> _Text under study_:
<<<<

# Small doe for fair



## jcarr492 (May 3, 2011)

We had tag in today and a progress show. My sons doe is only 42lbs. Our fair is the second week of October. Should we start adding top dress or fitter to her feed now to get more weight on her building muscle? They have to be 70lbs by weigh in day October 8th. 

Also...what is the best way to get them to build up their muscles and get that firm "bread loaf" wide back? Our are pretty narrow on the tops of their backs. I would love to rig up some sort of cart to put their front legs in and pull making them walk on their back legs. 

What about treadmill? Does anyone here use a treadmill on their goats? If so how? Would love to see pics of the set up as we have an old treadmill in the barn.


----------



## Dani-1995 (Mar 11, 2011)

I've tried a tread mill. My goats ended up laying down and hurting their selves. Some jumped and bucked to get off. It works great for some people but not me. 

The bread loaf top is partially genetic. However the egg drench works great too. Let me know if you want the recipe and I'll find it. I'd up feed, start with calf manna and probably some type of oil or fatty supplement depending on the does age. How old is she? Wether or brood style? Any pictures of her?


----------



## Summersun (Apr 24, 2014)

Are you raising their food? Put their feed bins up high and a block under them. That way they are at an angle when eating and it helps build their backs and shoulders. I would add in some type of weight supplement. Not sure what all my sisters kids feed theirs but I know its 3-4 things mixed at certain amounts. Our show is first week of August.

>>>>

> _Information provided_:
<<<<

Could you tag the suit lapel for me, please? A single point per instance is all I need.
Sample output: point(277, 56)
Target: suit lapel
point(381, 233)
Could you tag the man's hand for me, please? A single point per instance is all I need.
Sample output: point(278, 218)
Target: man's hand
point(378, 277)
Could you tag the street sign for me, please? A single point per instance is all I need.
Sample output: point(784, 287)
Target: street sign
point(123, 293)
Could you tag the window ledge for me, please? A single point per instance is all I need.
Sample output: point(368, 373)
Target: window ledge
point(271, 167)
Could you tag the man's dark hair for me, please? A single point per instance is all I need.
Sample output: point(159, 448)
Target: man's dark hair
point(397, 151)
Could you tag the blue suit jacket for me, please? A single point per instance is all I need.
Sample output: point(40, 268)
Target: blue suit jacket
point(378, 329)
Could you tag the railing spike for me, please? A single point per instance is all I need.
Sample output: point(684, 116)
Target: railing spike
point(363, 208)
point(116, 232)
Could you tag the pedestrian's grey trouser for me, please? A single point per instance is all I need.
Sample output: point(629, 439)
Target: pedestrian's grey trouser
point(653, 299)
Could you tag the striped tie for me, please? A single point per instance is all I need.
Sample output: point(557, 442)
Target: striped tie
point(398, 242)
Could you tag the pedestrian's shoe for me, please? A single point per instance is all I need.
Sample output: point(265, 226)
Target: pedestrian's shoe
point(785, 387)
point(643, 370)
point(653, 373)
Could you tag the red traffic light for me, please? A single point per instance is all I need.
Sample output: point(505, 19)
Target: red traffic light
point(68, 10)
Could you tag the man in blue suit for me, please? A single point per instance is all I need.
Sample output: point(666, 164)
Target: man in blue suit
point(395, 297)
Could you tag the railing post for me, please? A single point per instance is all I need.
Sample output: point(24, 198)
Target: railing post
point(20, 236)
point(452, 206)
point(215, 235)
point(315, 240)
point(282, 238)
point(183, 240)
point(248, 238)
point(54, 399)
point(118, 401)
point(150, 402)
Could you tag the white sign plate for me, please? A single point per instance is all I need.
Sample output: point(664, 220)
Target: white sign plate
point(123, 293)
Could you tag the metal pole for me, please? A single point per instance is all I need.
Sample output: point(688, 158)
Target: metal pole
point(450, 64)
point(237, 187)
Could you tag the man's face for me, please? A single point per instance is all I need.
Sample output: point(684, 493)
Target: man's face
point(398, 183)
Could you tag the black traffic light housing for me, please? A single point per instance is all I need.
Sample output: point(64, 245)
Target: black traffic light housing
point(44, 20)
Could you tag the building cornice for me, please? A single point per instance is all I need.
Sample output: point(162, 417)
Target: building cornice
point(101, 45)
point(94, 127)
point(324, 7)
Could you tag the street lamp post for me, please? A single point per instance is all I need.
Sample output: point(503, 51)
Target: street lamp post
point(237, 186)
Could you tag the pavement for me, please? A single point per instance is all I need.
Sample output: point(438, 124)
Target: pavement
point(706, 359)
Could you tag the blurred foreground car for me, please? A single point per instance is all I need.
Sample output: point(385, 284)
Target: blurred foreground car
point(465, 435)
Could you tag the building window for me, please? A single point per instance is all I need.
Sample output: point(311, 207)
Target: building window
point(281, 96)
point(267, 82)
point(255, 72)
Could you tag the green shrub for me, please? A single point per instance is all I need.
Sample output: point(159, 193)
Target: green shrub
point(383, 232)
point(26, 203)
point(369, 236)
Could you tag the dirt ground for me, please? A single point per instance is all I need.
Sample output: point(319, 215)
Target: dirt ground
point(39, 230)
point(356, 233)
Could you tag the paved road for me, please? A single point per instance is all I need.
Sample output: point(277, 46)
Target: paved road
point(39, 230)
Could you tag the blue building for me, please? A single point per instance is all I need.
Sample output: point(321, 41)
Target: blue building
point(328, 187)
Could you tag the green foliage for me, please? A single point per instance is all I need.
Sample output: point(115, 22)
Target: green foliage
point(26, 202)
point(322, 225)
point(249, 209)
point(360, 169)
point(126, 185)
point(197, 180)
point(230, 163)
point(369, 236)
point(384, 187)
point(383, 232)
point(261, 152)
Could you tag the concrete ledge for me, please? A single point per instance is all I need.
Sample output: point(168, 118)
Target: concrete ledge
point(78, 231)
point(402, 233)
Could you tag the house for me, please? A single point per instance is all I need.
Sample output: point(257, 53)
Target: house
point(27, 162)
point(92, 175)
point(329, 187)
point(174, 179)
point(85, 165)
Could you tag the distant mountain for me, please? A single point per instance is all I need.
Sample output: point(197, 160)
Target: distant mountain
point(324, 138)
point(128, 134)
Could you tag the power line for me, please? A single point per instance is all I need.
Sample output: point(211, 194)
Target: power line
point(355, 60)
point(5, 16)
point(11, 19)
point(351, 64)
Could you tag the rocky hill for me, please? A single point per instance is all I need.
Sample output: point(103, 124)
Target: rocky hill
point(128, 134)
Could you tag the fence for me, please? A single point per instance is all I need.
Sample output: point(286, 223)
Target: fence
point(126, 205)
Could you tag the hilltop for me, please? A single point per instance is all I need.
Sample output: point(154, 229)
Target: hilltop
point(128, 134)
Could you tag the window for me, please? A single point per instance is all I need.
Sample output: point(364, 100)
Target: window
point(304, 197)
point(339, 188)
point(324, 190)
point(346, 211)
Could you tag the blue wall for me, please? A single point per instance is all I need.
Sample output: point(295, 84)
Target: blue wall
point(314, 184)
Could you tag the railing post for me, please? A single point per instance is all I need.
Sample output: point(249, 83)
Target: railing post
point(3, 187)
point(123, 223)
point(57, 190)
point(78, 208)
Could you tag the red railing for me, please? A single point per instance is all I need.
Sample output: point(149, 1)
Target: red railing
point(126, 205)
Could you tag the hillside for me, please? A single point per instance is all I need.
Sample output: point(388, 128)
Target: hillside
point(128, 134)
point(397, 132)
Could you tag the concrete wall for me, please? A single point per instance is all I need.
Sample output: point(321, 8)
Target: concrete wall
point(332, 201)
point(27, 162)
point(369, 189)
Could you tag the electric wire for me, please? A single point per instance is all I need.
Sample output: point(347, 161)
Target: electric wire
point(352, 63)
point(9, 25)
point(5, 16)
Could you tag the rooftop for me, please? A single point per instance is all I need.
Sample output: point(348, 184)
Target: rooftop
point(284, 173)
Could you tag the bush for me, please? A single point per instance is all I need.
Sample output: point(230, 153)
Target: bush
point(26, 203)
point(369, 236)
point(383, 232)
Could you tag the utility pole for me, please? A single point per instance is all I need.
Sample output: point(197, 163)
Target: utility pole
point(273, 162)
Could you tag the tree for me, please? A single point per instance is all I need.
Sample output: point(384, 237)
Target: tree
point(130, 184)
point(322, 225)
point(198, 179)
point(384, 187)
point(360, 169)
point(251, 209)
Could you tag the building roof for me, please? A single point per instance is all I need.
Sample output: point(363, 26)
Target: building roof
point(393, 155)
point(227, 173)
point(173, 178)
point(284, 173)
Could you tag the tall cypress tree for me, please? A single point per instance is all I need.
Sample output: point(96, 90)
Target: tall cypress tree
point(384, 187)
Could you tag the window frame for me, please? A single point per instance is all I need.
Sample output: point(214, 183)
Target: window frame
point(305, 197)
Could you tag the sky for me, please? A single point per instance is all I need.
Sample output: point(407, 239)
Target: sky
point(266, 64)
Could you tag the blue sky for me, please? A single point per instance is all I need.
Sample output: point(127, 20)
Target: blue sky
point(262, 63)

>>>>

> _Task A_:
Pull from the thread on the small show doe the passage that opens with "## Dani-1995 (Mar" and ends after "week of August.".
> _Task B_:
Sum up the thread on the small show doe in two sentences.

> _Reply A_:
## Dani-1995 (Mar 11, 2011)

I've tried a tread mill. My goats ended up laying down and hurting their selves. Some jumped and bucked to get off. It works great for some people but not me. 

The bread loaf top is partially genetic. However the egg drench works great too. Let me know if you want the recipe and I'll find it. I'd up feed, start with calf manna and probably some type of oil or fatty supplement depending on the does age. How old is she? Wether or brood style? Any pictures of her?


----------



## Summersun (Apr 24, 2014)

Are you raising their food? Put their feed bins up high and a block under them. That way they are at an angle when eating and it helps build their backs and shoulders. I would add in some type of weight supplement. Not sure what all my sisters kids feed theirs but I know its 3-4 things mixed at certain amounts. Our show is first week of August.

> _Reply B_:
A poster says their son's doe weighs only 42 lbs but must reach 70 lbs by the October 8 weigh-in, and asks about adding top dress or fitter to her feed, building a firm "bread loaf" back, and using a treadmill. Replies report that a treadmill led one poster's goats to lie down, hurt themselves, or jump off, note that the back shape is partly genetic, and suggest an egg drench, more feed such as calf manna with an oil or fatty supplement, feed bins set up high with a block under them, and a weight supplement.